### Provided text
Hedges is claiming "the" rate at which new species arise. Were I doing this research, I would have described first what one species concept I was applying and by what criteria I would identify a new species. I would make sure I applied the same criteria in each case.

Why? As long as you're careful, switching concepts doesn't make much difference. And again, it's standard practice in situations where you're dealing with extant and extinct organisms. It introduces some heafty issues concerning how to translate one concept into the other, but such issues are not insurmountable. And to be blunt, if this analysis is worth the paper it's printed on we'll have to address these issues sometime--there are very, VERY few clades that extend to 2 ma and for which all organisms involved are extant, which means that Hedges' analysis requires both extant and extinct organisms. May as well face this issue head-on, since it will make or break the concept in terms of utility.

Beak length, depth, width, gonydeal angle - all are important in morphological distinctions among birds, but there's also a great deal of overlap in these characters among closely related species.

I recommend exploring PAST and PAUP, two multivariant statistical packages that are commonly used in paleontology. They are geared specifically for this type of analysis. I believe PAUP you need to pay for, but PAST is free.

 

[The Shrike]

Why?

I don't know; it just feels wrong I guess. That's not a knock on paleontology, it's just a concern about this analysis.

there are very, VERY few clades that extend to 2 ma and for which all organisms involved are extant, which means that Hedges' analysis requires both extant and extinct organisms.

Wait - maybe that's my hurdle, and a pox upon me for having not read the original paper yet. I had been working under the assumption that Hedges' team used all sorts of taxa in their analysis, including extant and extinct lineages. Those with extant species to which biological and/or genetic species concepts have been applied could yield different estimates on the rate of apparent speciation than those with no extant representatives for which the morphospecies concept is generally the only game in town and the source material so often fragmentary. By then averaging the rate across speciation events they arrived at the 2 million year estimate, but there might be more interesting patterns within that result.

### Information provided
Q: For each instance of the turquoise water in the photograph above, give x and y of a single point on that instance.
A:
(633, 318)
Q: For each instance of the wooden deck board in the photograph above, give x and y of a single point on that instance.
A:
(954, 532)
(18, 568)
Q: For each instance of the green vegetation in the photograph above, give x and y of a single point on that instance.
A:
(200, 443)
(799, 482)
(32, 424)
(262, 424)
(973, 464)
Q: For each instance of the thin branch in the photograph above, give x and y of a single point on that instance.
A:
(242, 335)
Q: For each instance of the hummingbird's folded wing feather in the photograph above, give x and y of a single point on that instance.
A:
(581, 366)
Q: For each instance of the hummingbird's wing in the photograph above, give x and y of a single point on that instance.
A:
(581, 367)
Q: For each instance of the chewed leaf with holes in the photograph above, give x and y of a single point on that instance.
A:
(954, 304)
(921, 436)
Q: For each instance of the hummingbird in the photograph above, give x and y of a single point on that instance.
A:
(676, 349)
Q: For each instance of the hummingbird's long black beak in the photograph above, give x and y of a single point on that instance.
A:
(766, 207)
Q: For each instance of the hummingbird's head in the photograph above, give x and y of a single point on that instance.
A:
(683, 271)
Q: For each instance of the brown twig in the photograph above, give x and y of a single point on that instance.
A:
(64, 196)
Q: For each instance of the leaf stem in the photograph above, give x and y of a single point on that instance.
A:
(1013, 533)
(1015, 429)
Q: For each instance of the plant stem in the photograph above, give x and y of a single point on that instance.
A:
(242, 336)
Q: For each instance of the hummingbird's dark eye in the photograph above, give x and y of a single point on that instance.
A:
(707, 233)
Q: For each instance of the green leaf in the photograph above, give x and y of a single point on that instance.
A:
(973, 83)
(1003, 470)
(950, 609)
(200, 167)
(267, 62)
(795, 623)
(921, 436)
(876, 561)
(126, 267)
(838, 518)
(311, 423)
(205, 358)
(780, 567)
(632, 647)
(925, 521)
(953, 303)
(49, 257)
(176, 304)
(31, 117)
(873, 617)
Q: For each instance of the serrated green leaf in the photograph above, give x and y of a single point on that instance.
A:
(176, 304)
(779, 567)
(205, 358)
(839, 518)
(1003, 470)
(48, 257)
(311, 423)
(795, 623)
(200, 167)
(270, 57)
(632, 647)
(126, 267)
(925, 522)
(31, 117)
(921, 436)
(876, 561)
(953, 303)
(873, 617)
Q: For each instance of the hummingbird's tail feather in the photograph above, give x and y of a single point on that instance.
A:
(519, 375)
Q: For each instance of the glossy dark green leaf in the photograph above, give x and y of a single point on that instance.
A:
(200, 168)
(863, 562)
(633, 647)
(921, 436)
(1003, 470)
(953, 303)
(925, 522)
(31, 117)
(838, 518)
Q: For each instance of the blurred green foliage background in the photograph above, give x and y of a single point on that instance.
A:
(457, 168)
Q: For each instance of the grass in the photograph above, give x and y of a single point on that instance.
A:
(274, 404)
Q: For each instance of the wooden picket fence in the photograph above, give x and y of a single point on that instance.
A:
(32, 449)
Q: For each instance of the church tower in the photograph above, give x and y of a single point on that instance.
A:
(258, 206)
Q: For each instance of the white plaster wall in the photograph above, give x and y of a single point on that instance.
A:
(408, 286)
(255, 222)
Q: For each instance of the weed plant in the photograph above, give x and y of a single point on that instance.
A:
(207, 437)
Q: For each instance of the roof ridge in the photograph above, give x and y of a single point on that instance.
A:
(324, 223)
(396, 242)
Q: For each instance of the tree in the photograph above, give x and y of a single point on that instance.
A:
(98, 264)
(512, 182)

### Tasks to perform
**a.** In the forum thread on speciation rates above, transcribe everything from "Why? As long" down to "closely related species.".
**b.** According to the forum thread on speciation rates, why does Hedges' analysis require both extant and extinct organisms? Answer in one to three sentences.

### Results by task
**a.**
Why? As long as you're careful, switching concepts doesn't make much difference. And again, it's standard practice in situations where you're dealing with extant and extinct organisms. It introduces some heafty issues concerning how to translate one concept into the other, but such issues are not insurmountable. And to be blunt, if this analysis is worth the paper it's printed on we'll have to address these issues sometime--there are very, VERY few clades that extend to 2 ma and for which all organisms involved are extant, which means that Hedges' analysis requires both extant and extinct organisms. May as well face this issue head-on, since it will make or break the concept in terms of utility.

Beak length, depth, width, gonydeal angle - all are important in morphological distinctions among birds, but there's also a great deal of overlap in these characters among closely related species.

**b.** Very few clades extend to 2 ma while having all of the organisms involved still extant. Because of this, the analysis must include extinct organisms as well as extant ones.